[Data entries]

++++++++++

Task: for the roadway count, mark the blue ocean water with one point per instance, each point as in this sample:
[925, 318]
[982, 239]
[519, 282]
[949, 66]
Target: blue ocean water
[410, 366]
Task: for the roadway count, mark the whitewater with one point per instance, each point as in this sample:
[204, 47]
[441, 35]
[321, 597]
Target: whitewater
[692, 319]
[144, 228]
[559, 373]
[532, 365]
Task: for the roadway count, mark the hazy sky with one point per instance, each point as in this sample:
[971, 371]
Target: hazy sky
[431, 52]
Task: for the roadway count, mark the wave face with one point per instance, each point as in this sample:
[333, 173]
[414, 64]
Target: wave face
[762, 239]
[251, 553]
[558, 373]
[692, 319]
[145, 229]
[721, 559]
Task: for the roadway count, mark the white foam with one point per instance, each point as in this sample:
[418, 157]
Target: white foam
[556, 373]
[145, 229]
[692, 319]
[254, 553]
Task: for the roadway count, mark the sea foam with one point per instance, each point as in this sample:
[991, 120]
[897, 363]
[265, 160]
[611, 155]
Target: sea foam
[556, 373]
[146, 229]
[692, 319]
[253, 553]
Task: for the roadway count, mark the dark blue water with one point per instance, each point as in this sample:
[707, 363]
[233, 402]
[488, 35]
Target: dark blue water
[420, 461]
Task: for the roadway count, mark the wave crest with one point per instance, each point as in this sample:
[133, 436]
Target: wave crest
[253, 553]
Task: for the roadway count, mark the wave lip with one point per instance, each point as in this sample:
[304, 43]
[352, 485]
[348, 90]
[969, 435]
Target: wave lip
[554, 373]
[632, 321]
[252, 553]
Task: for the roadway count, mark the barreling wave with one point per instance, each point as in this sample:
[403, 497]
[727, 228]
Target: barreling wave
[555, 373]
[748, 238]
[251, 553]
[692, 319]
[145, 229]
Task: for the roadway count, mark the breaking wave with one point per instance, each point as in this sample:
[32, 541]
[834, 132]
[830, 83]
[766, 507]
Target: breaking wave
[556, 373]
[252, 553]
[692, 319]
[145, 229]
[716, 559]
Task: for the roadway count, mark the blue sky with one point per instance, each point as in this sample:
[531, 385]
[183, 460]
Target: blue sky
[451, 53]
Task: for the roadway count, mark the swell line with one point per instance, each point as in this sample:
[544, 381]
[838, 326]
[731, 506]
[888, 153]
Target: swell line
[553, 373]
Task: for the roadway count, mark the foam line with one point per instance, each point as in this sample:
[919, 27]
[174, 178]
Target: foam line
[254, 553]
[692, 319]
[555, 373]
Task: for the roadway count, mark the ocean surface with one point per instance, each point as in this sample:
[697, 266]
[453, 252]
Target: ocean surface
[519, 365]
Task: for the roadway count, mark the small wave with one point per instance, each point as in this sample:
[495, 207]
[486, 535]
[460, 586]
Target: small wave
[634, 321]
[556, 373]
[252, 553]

++++++++++

■ Task requirements: Exactly repeat the lines from the line that contains "Task: for the roadway count, mark the blue sky" to the end of the entries, both included, and leave out all other lines.

■ Task response:
Task: for the roadway count, mark the blue sky with one point per instance, each point as in this sample:
[531, 385]
[183, 460]
Target: blue sky
[451, 53]
Task: for the roadway count, mark the swell line with one point per instance, each point as in this sample:
[544, 381]
[838, 326]
[731, 506]
[888, 153]
Target: swell line
[553, 373]
Task: for the roadway count, mark the foam line with one point per instance, each point as in this sample:
[919, 27]
[174, 178]
Target: foam line
[254, 553]
[692, 319]
[555, 373]
Task: for the roadway count, mark the ocean surface with one point per instance, each point as in this sample:
[697, 266]
[453, 252]
Target: ocean surface
[519, 365]
Task: for the roadway count, mark the small wave with one point per instance, each point as in this sample:
[495, 207]
[486, 535]
[460, 586]
Target: small wave
[634, 321]
[556, 373]
[252, 553]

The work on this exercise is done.